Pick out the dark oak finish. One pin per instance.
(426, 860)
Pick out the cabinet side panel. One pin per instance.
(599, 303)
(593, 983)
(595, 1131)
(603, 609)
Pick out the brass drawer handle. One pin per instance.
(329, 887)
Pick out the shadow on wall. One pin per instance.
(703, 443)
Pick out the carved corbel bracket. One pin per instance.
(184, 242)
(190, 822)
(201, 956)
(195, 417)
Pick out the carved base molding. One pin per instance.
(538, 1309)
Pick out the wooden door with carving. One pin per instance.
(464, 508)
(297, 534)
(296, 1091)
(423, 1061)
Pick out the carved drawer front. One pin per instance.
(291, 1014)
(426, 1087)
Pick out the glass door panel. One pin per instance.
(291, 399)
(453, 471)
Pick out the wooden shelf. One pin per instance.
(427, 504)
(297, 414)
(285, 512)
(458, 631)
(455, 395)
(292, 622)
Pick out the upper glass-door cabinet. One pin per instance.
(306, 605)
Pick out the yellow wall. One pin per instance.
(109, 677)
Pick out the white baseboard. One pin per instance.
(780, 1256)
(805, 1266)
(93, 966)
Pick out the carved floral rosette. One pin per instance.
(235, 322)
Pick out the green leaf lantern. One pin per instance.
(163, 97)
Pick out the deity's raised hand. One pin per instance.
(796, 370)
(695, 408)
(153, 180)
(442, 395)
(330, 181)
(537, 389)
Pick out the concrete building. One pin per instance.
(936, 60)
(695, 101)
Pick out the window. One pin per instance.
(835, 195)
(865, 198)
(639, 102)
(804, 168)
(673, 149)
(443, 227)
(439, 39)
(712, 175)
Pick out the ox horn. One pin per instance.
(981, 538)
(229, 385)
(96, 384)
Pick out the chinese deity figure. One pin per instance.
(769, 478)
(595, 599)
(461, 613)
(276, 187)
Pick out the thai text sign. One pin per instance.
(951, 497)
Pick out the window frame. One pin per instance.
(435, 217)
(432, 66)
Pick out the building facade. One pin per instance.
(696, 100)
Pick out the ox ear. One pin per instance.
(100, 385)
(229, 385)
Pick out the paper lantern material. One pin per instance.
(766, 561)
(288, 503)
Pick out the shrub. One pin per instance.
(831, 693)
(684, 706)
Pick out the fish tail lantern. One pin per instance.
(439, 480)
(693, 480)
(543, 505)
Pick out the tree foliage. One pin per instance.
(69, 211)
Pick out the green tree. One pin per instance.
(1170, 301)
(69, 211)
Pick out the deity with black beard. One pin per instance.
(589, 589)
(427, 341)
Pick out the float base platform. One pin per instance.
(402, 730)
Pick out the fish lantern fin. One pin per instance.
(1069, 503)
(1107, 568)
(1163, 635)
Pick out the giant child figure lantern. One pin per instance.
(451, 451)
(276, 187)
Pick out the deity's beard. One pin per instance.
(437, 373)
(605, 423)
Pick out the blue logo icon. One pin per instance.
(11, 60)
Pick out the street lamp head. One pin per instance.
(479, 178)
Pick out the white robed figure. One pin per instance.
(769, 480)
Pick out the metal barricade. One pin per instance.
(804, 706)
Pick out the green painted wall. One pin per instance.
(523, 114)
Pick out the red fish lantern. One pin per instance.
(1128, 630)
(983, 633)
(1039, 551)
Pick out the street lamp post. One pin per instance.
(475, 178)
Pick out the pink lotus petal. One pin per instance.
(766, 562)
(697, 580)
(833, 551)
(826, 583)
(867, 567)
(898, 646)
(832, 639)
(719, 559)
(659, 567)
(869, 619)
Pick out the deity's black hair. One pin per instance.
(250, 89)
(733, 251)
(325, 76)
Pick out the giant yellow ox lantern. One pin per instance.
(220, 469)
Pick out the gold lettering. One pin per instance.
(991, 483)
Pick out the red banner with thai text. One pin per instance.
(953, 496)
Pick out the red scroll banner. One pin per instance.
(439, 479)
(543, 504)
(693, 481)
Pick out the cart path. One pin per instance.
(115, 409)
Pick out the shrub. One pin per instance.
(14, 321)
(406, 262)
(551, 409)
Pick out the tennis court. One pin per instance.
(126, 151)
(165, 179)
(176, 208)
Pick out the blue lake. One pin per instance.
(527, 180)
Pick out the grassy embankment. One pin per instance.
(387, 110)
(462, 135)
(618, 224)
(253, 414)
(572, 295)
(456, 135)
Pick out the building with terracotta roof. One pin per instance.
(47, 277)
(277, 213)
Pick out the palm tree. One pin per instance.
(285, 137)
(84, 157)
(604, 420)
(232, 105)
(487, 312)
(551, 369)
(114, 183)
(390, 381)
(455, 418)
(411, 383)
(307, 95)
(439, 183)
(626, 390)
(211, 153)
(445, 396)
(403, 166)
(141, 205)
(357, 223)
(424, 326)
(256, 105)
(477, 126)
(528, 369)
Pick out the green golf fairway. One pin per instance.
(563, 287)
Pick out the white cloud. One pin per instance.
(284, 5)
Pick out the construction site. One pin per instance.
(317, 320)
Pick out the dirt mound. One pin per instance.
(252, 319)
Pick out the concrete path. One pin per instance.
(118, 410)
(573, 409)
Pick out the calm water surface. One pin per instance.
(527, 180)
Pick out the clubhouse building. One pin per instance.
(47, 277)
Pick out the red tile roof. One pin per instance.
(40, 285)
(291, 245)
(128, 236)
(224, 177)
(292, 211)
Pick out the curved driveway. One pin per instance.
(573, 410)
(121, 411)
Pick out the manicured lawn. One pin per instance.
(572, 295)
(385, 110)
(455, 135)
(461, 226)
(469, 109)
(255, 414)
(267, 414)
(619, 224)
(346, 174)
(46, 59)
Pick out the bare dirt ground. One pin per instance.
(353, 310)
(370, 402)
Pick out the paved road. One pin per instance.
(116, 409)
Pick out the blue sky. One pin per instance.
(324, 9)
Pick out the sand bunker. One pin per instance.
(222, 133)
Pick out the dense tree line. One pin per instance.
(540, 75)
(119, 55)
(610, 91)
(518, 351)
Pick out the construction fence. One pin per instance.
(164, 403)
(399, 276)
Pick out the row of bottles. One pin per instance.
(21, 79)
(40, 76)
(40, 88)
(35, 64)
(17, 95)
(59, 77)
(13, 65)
════════
YOUR OBJECTIVE :: Copy the entries above word for word, with every line in its original order.

EXERCISE OUTPUT ::
Pick out the dark oak finish. One pin per instance.
(426, 860)
Pick out the cabinet side panel. One pin per instance.
(599, 303)
(593, 983)
(595, 1131)
(603, 609)
Pick out the brass drawer handle. One pin per instance.
(329, 887)
Pick out the shadow on wall. One pin per instance.
(703, 443)
Pick out the carved corbel bracket. One pin per instance.
(184, 242)
(190, 822)
(201, 956)
(195, 417)
Pick out the carved base molding. One pin per instance.
(538, 1309)
Pick out the wooden door with carving. One pin per instance.
(464, 508)
(297, 534)
(296, 1091)
(423, 1061)
Pick out the carved drawer front. One pin per instance.
(291, 1014)
(426, 1087)
Pick out the glass door panel. One pin per instance.
(291, 399)
(453, 471)
Pick out the wooden shelf. One pin per instance.
(427, 504)
(297, 414)
(285, 512)
(458, 631)
(455, 395)
(292, 622)
Pick out the upper glass-door cabinet. One pin per instance.
(306, 605)
Pick out the yellow wall. One pin per instance.
(109, 677)
Pick out the white baseboard. One pin per instance.
(780, 1256)
(805, 1266)
(93, 966)
Pick out the carved floral rosette. One pin per instance.
(235, 322)
Pick out the green leaf lantern. One pin per instance.
(163, 97)
Pick out the deity's raised hand. One pin per instance.
(796, 370)
(695, 408)
(153, 180)
(442, 395)
(330, 181)
(537, 389)
Pick out the concrete building. One pin per instance.
(936, 60)
(695, 101)
Pick out the window. One pin per instance.
(835, 195)
(865, 198)
(639, 102)
(804, 168)
(673, 149)
(443, 227)
(439, 39)
(712, 175)
Pick out the ox horn. One pin per instance.
(981, 538)
(229, 385)
(96, 384)
Pick out the chinese deity figure. One pin per instance.
(769, 478)
(595, 599)
(461, 613)
(276, 187)
Pick out the thai text sign. One pin per instance.
(951, 497)
Pick out the window frame. One pin per instance.
(435, 217)
(432, 66)
Pick out the building facade. One pin per instance.
(696, 100)
Pick out the ox ear. One pin per instance.
(100, 385)
(229, 385)
Pick out the paper lantern material. One pin per instance.
(766, 561)
(288, 503)
Pick out the shrub. One pin per instance.
(831, 693)
(684, 706)
Pick out the fish tail lantern. One pin per instance.
(439, 480)
(693, 480)
(543, 505)
Pick out the tree foliage. One pin per instance.
(69, 211)
Pick out the green tree. One pin per instance.
(1170, 301)
(69, 211)
Pick out the deity with black beard. One pin per instance.
(589, 589)
(427, 341)
Pick out the float base platform. One pin per instance.
(402, 730)
Pick out the fish lantern fin. One pin per instance.
(1069, 503)
(1107, 568)
(1163, 635)
Pick out the giant child figure lantern. One pin per instance.
(451, 451)
(276, 187)
Pick out the deity's beard. One pin per instance.
(437, 373)
(605, 423)
Pick out the blue logo icon. One pin per instance.
(11, 60)
Pick out the street lamp head. One pin per instance.
(479, 178)
Pick out the white robed figure. One pin per instance.
(769, 480)
Pick out the metal barricade. One pin per instance.
(804, 706)
Pick out the green painted wall. One pin per instance.
(523, 114)
Pick out the red fish lantern. One pin per instance.
(1128, 630)
(983, 633)
(1039, 551)
Pick out the street lamp post. One pin per instance.
(475, 178)
Pick out the pink lotus petal. One pin per instance.
(766, 562)
(697, 580)
(833, 551)
(826, 583)
(867, 567)
(898, 646)
(832, 639)
(719, 559)
(659, 567)
(869, 619)
Pick out the deity's black hair. One pin per instance.
(250, 89)
(733, 251)
(325, 76)
Pick out the giant yellow ox lantern. One pin per instance.
(220, 469)
Pick out the gold lettering. One pin per instance.
(991, 483)
Pick out the red banner with thai text. One pin per instance.
(953, 496)
Pick out the red scroll banner. One pin per instance.
(439, 479)
(543, 504)
(693, 481)
Pick out the cart path. One pin per instance.
(115, 409)
Pick out the shrub. One pin per instance.
(14, 321)
(406, 262)
(551, 409)
Pick out the tennis court. One pin per instance.
(126, 151)
(165, 179)
(176, 208)
Pick out the blue lake. One pin per instance.
(527, 180)
Pick out the grassy embankment. One pin per instance.
(387, 110)
(462, 135)
(618, 224)
(253, 414)
(572, 295)
(456, 135)
Pick out the building with terracotta roof. One pin per instance.
(47, 277)
(277, 213)
Pick out the palm tree. One pin per instance.
(285, 137)
(84, 157)
(604, 420)
(232, 105)
(487, 312)
(551, 369)
(114, 183)
(390, 381)
(455, 418)
(411, 383)
(307, 95)
(439, 183)
(626, 390)
(211, 153)
(445, 396)
(403, 166)
(141, 205)
(357, 223)
(424, 326)
(256, 105)
(477, 126)
(528, 369)
Pick out the green golf fairway. One pin per instance.
(563, 287)
Pick out the white cloud. One pin per instance.
(284, 5)
Pick out the construction site. One pin per instance.
(317, 320)
Pick out the dirt mound. One pin per instance.
(252, 319)
Pick out the concrete path. One pin per instance.
(118, 410)
(573, 409)
Pick out the calm water surface. One pin per instance.
(527, 180)
Pick out the clubhouse building. One pin per instance.
(47, 277)
Pick out the red tile roof. One pin per instance.
(40, 285)
(291, 245)
(128, 236)
(224, 177)
(292, 211)
Pick out the curved driveway. One pin per instance.
(573, 410)
(121, 411)
Pick out the manicured lawn. One pin per instance.
(572, 295)
(385, 110)
(455, 135)
(461, 226)
(469, 109)
(255, 414)
(267, 414)
(619, 224)
(346, 174)
(46, 59)
Pick out the bare dirt ground. One pin per instance.
(353, 310)
(370, 402)
Pick out the paved road. One pin per instance.
(116, 409)
Pick out the blue sky. One pin per instance.
(324, 9)
Pick out the sand bunker. One pin per instance.
(222, 133)
Pick out the dense tree line. One pin per instance.
(540, 75)
(119, 55)
(610, 91)
(518, 351)
Pick out the construction fence. One pin per instance.
(164, 403)
(399, 276)
Pick out the row of bottles. One pin per instance.
(21, 79)
(40, 76)
(40, 88)
(35, 64)
(17, 95)
(59, 77)
(13, 65)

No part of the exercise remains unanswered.